## Your goal
Copy every line of the listing below, keeping each character unchanged.

## Data to use
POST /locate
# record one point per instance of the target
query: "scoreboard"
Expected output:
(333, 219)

## Full output
POST /locate
# record one point per instance of the target
query: "scoreboard"
Expected output:
(333, 219)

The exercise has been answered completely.